[Begin Page]

On 1/10/2018 8:15 μμ, Ryan Sleevi via dev-security-policy wrote:
On Mon, Oct 1, 2018 at 9:21 AM Dimitris Zacharopoulos <[email protected]>
wrote:

[...]


I am certainly not suggesting that CAs should put inaccurate and
misleading information in certificates :-) I merely said that if the
Subscriber introduces misleading or inaccurate information in certificates
via a reliable information source, then there will probably be a trail
leading back to the Subscriber. This fact, combined with the lack of clear
damage that this can cause to Relying Parties, makes me wonder why doesn't
the Subscriber, that wants to mislead Relying Parties, just use a DV
Certificate where this probably doesn't leave so much evidence tracing back
to the Subscriber?

"The lack of clear damage" - I'm not sure how better to communicate, since
we're discussing fundamental damage to the value that OV and EV are said to
provide. The only way we can say "lack of clear damage" is to say that OV
and EV are worthless - otherwise, it's incredibly damaging.

I'm actually still waiting for Ian to elaborate if the "attack" was just the insertion of an intentionally wrong address in an EV Certificate or if he was attempting something else. Although his attempt failed (no Certificate was issued with that wrong Street Address), I consider the discussion that followed very useful (at least to me).

For this particular case though, a Company's righful owner or Legal Representative can file for an address change to a government registry and I am not aware about what additional verification (if any) is performed by the government. We must have something to compare this process to, in order to establish what is "reasonably verified".

[End Page]

_Task statement:_
Answer these questions about the message above:
(a) Which type of certificate does the writer suggest a Subscriber who wants to mislead Relying Parties might use instead?
(b) Was any certificate issued with the wrong Street Address?
(c) To what body can an address change for a Company be filed?
The data that follows has no connection to the message above.

[Begin Dataset extract]

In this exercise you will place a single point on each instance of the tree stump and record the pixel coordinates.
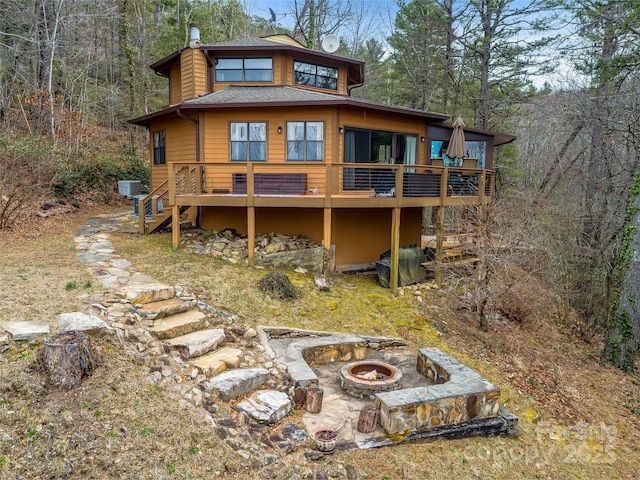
(68, 357)
(368, 419)
(314, 400)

[End Dataset extract]

_Solution to the problem:_
(a) A DV Certificate.
(b) No.
(c) A government registry.